**Instructions to follow**
Lay out the lines from the start of the items up to and including the line containing "418 144 450 216" as a Markdown table with the columns "Row" and "Line," skipping blank lines.

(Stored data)
==============================
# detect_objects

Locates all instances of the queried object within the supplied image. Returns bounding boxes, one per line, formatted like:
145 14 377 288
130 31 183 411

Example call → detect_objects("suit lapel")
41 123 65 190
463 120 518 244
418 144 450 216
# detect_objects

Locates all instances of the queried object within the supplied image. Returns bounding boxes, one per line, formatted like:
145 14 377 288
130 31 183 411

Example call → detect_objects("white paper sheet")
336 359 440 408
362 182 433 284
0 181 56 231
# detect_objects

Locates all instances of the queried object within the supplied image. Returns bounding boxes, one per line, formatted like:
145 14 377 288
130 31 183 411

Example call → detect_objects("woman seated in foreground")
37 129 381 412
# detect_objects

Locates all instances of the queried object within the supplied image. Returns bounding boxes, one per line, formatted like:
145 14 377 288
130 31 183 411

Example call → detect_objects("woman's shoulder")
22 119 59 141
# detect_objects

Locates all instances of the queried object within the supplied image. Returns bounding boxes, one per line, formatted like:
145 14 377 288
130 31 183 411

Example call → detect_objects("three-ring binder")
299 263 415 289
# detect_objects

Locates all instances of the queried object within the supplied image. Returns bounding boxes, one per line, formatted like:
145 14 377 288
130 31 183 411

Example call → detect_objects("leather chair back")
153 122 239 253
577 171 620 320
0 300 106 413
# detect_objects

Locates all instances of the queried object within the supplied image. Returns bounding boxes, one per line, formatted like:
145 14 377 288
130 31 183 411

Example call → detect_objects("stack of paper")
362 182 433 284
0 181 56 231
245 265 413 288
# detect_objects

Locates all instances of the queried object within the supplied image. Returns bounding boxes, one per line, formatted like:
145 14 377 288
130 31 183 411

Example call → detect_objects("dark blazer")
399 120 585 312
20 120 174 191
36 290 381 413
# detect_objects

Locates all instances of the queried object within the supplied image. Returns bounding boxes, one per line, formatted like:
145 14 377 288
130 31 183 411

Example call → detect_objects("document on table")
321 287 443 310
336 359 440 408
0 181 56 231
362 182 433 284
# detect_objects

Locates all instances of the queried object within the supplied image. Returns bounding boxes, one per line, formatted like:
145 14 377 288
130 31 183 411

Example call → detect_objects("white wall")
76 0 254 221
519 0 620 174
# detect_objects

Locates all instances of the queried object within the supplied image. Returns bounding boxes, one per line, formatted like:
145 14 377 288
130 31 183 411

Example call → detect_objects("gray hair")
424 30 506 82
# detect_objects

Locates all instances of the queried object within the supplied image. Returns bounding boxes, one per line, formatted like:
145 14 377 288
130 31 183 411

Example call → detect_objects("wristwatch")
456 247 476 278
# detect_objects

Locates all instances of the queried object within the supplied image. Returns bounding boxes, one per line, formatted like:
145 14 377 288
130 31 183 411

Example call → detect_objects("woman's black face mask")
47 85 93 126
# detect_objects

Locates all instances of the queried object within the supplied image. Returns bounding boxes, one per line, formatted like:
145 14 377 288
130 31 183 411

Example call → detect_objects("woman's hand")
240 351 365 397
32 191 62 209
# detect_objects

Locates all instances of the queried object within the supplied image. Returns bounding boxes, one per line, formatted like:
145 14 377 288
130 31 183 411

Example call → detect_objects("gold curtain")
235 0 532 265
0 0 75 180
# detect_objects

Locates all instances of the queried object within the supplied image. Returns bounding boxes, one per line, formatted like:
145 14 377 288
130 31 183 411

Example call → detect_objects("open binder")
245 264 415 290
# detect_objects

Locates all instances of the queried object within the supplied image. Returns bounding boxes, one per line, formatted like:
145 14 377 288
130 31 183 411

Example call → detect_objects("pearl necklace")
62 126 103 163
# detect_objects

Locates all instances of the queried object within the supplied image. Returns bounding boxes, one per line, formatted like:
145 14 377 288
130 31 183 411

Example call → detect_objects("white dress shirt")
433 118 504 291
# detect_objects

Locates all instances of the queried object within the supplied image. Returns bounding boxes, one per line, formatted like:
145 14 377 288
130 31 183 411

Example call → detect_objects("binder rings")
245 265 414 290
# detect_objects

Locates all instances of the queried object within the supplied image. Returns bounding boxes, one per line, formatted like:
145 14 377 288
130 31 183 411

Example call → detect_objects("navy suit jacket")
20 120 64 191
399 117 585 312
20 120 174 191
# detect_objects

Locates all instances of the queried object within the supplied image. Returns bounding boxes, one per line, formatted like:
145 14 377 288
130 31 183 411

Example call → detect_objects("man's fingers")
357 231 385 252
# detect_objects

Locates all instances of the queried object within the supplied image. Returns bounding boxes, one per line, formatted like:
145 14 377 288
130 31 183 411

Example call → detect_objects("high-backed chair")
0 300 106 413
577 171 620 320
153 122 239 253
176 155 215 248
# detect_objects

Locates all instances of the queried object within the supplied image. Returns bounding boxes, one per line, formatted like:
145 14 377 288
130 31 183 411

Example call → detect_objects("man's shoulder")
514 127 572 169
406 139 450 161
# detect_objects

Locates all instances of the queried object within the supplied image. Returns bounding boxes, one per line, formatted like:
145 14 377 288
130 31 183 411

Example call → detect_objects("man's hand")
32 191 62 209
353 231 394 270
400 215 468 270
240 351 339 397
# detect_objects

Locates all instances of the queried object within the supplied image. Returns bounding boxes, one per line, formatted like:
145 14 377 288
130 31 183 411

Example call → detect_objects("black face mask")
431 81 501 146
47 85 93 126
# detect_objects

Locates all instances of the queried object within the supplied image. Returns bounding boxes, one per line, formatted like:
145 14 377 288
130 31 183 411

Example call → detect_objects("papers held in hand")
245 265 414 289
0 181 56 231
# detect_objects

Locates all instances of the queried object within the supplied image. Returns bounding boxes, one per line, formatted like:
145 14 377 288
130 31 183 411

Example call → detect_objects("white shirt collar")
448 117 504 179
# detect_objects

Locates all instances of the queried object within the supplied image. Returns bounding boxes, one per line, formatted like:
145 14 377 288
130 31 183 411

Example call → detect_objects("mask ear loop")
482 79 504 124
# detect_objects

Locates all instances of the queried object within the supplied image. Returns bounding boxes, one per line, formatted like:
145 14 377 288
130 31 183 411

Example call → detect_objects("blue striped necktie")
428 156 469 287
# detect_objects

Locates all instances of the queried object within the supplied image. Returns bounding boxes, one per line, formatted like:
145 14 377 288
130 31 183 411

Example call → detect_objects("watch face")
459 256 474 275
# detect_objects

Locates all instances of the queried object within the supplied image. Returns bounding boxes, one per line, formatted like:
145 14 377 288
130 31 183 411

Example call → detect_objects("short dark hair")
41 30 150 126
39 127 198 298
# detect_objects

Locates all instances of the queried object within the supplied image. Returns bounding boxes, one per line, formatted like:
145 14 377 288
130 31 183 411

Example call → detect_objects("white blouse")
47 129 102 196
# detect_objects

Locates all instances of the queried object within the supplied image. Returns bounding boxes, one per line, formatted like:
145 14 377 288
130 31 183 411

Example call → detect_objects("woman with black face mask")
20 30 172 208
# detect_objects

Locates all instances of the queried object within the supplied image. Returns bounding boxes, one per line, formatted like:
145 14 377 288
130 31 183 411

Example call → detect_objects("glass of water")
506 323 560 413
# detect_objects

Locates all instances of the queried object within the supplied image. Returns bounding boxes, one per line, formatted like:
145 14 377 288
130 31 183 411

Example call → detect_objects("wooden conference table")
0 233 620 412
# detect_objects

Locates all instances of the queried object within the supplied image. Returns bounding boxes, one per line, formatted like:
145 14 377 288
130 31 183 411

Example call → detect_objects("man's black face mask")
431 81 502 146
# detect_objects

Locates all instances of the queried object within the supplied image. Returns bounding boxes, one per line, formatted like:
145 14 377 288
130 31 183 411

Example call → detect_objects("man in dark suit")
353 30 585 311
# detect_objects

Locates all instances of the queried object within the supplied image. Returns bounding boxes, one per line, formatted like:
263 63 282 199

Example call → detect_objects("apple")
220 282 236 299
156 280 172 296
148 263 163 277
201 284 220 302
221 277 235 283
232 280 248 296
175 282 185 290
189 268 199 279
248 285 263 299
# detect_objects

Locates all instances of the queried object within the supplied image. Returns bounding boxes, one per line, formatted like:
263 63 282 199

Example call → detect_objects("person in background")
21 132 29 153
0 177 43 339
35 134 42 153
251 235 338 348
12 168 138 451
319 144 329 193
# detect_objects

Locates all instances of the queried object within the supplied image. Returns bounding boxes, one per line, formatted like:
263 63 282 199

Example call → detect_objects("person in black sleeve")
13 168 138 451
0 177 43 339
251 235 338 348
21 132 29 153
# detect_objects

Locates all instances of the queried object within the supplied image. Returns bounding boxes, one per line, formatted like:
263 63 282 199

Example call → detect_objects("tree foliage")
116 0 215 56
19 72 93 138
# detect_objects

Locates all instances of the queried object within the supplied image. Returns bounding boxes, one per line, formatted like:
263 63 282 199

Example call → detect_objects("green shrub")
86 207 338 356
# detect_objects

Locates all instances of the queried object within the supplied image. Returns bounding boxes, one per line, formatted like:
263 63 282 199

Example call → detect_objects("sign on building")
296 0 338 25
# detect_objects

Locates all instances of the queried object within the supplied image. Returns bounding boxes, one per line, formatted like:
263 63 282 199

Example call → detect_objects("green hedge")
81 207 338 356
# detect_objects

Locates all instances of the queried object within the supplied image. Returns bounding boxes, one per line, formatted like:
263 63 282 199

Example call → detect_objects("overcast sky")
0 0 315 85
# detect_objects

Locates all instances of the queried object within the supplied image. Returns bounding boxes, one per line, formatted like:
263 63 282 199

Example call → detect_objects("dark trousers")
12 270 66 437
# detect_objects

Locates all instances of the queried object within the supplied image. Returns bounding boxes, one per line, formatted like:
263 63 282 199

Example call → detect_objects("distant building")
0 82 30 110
==============================
**The reply**
| Row | Line |
|---|---|
| 1 | # detect_objects |
| 2 | Locates all instances of the queried object within the supplied image. Returns bounding boxes, one per line, formatted like: |
| 3 | 145 14 377 288 |
| 4 | 130 31 183 411 |
| 5 | Example call → detect_objects("suit lapel") |
| 6 | 41 123 65 190 |
| 7 | 463 120 518 244 |
| 8 | 418 144 450 216 |